- **Exercise input**
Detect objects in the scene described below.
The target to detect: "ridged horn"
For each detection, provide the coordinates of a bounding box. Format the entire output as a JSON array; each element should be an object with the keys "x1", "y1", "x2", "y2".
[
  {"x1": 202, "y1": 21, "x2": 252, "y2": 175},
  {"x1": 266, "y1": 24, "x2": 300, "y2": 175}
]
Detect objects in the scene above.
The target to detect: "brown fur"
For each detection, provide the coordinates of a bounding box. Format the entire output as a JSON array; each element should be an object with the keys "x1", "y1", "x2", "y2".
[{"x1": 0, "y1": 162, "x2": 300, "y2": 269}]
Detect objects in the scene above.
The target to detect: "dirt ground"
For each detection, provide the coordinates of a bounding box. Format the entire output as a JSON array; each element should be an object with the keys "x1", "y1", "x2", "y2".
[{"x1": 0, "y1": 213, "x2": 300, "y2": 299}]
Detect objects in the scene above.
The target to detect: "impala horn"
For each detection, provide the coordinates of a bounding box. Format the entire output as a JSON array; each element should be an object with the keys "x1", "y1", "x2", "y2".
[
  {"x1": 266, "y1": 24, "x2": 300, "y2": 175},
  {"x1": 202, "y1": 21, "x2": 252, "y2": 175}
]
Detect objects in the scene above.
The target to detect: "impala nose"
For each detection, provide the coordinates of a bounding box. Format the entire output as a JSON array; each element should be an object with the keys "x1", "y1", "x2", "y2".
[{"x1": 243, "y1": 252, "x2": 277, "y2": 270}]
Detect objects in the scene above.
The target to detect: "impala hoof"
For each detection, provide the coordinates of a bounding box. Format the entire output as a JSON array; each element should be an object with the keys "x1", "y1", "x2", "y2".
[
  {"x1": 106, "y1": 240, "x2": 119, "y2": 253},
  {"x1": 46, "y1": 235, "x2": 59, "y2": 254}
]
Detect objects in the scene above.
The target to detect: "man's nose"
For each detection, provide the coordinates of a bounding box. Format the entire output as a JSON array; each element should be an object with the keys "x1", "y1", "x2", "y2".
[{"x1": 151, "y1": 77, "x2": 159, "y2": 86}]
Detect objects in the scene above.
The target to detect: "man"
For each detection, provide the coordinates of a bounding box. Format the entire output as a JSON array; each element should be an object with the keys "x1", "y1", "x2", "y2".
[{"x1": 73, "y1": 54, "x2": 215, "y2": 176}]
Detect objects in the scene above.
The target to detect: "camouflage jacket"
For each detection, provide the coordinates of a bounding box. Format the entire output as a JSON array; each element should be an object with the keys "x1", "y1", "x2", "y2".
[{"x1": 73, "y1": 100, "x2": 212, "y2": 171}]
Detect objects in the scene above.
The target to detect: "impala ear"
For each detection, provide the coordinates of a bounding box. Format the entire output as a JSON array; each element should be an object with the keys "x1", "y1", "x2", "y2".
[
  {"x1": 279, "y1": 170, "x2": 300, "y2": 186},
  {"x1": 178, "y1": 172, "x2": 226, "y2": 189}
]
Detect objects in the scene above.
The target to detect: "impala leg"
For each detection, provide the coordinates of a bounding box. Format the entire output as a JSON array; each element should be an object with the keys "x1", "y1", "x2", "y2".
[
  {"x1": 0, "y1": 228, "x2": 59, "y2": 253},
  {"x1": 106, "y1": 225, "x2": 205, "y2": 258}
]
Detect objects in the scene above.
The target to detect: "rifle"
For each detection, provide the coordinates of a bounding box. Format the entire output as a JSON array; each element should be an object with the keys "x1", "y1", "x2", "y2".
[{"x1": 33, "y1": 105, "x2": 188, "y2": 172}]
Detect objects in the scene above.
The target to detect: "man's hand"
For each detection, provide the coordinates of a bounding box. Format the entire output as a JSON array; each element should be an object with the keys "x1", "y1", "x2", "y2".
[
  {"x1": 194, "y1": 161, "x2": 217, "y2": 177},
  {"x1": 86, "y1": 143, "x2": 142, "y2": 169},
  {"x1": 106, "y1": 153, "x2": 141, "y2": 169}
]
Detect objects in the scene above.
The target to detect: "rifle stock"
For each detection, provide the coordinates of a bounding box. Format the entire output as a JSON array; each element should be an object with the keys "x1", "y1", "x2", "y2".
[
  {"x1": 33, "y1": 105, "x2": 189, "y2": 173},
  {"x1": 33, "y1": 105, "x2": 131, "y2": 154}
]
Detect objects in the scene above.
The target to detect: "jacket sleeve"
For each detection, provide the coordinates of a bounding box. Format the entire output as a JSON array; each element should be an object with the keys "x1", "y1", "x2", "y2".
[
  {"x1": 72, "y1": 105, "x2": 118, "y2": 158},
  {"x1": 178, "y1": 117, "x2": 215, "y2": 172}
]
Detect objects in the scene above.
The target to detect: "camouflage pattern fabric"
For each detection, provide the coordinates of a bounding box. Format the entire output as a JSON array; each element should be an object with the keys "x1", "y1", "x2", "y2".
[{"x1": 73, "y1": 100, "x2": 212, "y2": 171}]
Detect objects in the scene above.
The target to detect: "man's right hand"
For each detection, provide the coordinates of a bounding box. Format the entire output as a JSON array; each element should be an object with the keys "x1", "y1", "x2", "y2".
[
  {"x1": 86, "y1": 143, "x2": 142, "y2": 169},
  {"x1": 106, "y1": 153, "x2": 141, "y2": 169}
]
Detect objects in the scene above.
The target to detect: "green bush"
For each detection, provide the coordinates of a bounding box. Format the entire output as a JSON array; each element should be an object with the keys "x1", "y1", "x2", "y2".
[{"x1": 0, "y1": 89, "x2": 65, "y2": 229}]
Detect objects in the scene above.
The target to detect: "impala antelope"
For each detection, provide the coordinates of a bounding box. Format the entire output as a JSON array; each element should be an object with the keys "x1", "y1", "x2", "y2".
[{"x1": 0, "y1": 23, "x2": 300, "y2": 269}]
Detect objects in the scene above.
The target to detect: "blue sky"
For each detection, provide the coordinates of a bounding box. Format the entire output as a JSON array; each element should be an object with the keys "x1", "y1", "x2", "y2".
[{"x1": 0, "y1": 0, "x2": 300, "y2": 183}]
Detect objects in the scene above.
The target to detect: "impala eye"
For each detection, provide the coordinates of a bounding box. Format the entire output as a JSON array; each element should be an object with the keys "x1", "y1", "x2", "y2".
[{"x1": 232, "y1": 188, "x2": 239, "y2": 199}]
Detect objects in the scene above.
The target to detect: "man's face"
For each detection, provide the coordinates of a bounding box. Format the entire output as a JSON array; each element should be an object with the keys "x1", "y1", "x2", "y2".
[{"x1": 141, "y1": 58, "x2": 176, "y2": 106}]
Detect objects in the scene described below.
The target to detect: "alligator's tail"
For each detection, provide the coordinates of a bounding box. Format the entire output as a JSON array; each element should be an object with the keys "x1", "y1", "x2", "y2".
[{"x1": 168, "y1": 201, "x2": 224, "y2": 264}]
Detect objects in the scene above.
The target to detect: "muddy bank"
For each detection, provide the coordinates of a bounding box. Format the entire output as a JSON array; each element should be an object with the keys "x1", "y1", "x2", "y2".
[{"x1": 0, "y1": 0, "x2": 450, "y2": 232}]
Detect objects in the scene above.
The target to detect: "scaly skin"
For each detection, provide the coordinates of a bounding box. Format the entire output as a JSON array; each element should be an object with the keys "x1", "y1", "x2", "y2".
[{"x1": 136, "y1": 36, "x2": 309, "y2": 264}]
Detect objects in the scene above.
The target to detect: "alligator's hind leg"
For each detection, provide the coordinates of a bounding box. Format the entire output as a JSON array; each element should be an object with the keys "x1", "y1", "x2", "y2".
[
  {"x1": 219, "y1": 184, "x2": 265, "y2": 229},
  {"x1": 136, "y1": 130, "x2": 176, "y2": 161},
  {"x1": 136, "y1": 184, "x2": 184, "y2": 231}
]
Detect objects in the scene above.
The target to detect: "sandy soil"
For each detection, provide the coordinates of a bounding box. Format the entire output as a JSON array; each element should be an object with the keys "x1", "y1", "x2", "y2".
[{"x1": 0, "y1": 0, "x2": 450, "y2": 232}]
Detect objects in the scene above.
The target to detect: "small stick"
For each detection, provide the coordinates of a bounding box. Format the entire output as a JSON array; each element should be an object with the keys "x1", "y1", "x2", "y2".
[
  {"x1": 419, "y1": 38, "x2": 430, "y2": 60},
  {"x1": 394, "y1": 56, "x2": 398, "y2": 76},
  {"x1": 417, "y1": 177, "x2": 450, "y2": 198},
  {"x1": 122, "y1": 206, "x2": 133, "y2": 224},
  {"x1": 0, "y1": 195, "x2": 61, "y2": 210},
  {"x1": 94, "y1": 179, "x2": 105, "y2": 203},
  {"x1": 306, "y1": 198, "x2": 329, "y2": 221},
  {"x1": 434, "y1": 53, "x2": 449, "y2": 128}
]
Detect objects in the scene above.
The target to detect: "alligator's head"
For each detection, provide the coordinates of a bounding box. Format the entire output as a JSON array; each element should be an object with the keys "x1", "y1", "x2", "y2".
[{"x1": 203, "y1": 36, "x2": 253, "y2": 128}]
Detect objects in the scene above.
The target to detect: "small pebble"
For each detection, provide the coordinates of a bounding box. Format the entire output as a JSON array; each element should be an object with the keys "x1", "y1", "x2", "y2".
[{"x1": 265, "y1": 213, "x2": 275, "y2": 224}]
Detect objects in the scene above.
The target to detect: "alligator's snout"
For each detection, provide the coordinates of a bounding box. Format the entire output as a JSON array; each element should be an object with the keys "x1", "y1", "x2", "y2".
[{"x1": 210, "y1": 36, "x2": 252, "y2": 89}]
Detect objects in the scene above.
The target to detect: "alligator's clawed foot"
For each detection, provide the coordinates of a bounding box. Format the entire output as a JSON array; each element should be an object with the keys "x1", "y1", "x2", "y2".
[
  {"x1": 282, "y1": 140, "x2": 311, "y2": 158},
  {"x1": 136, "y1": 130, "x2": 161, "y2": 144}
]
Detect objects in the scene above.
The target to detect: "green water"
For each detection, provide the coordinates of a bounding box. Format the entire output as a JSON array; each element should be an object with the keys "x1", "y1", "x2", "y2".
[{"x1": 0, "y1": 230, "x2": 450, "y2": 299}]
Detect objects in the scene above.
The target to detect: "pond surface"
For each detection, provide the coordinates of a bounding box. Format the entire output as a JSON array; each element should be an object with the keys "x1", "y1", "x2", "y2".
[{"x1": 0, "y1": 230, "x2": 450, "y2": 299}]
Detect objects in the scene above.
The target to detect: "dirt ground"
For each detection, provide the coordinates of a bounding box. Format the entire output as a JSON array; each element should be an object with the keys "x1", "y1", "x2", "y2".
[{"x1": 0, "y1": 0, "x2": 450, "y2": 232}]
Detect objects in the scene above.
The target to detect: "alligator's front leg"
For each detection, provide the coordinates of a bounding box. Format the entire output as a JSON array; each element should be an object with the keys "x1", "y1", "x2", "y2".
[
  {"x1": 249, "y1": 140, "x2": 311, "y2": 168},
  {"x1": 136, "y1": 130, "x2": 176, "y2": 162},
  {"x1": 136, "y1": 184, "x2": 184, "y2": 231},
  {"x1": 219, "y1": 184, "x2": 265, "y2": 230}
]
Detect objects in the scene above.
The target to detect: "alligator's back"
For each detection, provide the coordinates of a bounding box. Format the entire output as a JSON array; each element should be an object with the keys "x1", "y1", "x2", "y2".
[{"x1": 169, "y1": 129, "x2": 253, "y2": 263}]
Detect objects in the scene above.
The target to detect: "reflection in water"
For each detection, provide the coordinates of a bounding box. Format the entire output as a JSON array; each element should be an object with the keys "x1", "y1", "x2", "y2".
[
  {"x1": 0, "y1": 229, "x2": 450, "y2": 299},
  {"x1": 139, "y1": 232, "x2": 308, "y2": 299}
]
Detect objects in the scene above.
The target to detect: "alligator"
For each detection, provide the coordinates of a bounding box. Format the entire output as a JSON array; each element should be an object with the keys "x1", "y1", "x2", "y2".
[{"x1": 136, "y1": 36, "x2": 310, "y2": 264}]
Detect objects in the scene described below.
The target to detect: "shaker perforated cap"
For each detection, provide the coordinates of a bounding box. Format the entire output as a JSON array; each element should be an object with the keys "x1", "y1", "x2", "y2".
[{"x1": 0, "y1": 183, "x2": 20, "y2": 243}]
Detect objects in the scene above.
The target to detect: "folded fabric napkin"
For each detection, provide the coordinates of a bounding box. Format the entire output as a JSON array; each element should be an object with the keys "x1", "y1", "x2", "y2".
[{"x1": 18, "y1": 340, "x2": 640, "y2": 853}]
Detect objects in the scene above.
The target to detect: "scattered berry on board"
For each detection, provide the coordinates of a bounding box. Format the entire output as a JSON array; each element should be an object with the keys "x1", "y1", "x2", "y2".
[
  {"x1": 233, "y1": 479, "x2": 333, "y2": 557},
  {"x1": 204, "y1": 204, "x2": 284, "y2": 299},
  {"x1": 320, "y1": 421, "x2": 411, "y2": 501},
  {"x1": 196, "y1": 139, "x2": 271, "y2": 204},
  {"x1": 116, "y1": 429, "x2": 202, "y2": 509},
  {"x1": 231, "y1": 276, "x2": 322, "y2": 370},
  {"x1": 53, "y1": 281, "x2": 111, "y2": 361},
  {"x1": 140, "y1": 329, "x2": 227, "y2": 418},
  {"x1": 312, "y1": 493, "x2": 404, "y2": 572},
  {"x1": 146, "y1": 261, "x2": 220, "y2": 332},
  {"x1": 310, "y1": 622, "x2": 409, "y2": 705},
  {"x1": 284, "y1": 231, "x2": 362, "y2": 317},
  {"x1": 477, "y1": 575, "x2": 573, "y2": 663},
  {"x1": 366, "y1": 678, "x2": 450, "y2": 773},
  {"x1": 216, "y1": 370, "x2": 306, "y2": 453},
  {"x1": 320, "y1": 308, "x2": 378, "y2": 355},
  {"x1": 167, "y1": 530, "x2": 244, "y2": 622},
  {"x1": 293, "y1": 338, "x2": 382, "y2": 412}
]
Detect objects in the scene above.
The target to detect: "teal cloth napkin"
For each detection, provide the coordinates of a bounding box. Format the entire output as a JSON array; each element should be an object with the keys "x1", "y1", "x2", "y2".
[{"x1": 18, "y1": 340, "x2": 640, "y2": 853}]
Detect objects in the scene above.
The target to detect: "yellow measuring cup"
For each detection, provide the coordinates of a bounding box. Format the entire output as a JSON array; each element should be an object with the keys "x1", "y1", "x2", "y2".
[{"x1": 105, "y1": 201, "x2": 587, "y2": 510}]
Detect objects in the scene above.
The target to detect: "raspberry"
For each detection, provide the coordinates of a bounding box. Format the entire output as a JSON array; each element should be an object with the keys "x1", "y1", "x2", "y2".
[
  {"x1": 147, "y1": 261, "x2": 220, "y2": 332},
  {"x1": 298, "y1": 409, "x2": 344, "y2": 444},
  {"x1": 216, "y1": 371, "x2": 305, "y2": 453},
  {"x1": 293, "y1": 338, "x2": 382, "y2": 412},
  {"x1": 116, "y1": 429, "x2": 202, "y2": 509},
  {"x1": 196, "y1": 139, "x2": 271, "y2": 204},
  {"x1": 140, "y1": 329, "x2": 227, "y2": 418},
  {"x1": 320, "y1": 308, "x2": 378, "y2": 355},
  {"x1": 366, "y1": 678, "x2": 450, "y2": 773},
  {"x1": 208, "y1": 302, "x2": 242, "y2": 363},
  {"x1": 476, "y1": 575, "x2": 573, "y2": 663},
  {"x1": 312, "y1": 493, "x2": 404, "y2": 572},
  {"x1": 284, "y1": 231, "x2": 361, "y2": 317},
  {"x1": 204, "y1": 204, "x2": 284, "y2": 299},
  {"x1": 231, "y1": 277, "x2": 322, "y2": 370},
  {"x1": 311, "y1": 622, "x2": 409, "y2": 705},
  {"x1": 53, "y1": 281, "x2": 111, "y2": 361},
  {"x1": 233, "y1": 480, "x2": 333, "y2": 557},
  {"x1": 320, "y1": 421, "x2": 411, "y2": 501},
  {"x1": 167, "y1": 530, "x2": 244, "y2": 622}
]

- **Task goal**
Please count the lines in the data above that contain the string "fabric", matching case exactly, and reply with only that number.

- **Answer to the task**
2